Print out each record, keeping it identical to the original.

****************************************

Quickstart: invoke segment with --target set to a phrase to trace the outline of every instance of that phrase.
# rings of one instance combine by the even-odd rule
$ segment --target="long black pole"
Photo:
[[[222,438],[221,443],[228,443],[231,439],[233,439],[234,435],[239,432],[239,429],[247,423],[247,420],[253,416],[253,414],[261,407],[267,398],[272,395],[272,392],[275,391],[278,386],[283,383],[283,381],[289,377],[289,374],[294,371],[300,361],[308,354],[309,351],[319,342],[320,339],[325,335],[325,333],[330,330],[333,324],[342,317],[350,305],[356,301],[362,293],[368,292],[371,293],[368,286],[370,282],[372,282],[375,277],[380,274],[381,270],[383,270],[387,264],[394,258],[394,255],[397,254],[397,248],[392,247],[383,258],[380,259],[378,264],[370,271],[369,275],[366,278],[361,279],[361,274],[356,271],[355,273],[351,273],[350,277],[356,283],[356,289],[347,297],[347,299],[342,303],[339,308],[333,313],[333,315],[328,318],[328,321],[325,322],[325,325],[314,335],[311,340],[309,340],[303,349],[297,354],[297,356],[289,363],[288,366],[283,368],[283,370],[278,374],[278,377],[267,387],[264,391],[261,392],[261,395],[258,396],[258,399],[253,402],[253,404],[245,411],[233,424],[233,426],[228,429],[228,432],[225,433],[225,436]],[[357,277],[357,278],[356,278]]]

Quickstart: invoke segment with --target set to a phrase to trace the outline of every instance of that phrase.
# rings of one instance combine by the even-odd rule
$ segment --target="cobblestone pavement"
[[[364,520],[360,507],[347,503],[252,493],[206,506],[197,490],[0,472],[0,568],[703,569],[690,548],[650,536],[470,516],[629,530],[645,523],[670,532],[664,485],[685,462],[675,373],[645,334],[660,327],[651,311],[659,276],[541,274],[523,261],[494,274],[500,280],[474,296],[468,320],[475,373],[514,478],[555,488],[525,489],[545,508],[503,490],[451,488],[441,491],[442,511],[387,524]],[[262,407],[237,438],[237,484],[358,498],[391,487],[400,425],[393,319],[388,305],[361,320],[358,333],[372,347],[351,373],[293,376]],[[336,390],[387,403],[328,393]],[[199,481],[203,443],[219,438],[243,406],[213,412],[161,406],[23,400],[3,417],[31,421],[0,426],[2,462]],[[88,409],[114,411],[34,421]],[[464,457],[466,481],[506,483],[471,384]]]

****************************************

**ANSWER BOX:**
Quickstart: invoke segment with --target set to a phrase to trace the outline of every instance of that phrase.
# rings of one instance combine by the even-odd rule
$ segment --target="long black pole"
Photo:
[[[222,438],[221,443],[228,443],[231,439],[233,439],[234,435],[239,432],[239,429],[247,423],[247,420],[253,416],[253,414],[261,407],[267,398],[272,395],[272,392],[275,391],[278,386],[283,383],[283,381],[289,377],[289,374],[294,371],[300,361],[308,354],[309,351],[319,342],[320,339],[325,335],[325,333],[330,330],[333,324],[342,317],[350,305],[356,301],[362,293],[368,292],[371,293],[368,286],[370,282],[372,282],[375,277],[380,274],[381,270],[383,270],[387,264],[394,258],[394,255],[397,254],[397,248],[392,247],[383,258],[380,259],[378,264],[370,271],[369,275],[366,278],[361,279],[361,274],[356,271],[355,273],[351,273],[350,277],[356,283],[356,289],[347,297],[347,299],[342,303],[339,308],[333,313],[333,315],[328,318],[328,321],[325,322],[325,325],[314,335],[311,340],[309,340],[303,349],[297,354],[297,356],[289,363],[288,366],[283,368],[283,370],[278,374],[278,377],[267,387],[264,391],[261,392],[261,395],[258,396],[258,399],[253,402],[253,404],[245,411],[233,424],[233,426],[228,429],[228,432],[225,433],[225,436]],[[357,277],[357,278],[356,278]]]

Quickstart: invoke segment with --target set to a phrase to trace the outline of every instance of that phrase.
# rings of one instance combine by the even-odd rule
$ segment --target="cobblestone pavement"
[[[364,520],[360,507],[347,503],[252,493],[206,506],[197,490],[0,472],[0,568],[703,569],[690,548],[650,536],[470,516],[629,530],[645,523],[670,532],[664,485],[685,462],[675,373],[645,334],[660,327],[651,311],[659,276],[541,274],[523,261],[494,274],[500,280],[474,296],[468,320],[475,373],[514,478],[555,488],[525,489],[545,508],[503,490],[451,488],[441,491],[442,511],[387,524]],[[262,407],[237,438],[237,484],[358,498],[391,487],[400,425],[393,319],[388,305],[361,320],[358,333],[372,347],[351,373],[293,376]],[[336,390],[387,403],[328,393]],[[199,481],[203,443],[219,438],[243,406],[213,412],[161,406],[23,400],[3,417],[31,421],[0,426],[2,462]],[[88,409],[114,411],[34,421]],[[464,457],[466,481],[506,483],[471,384]]]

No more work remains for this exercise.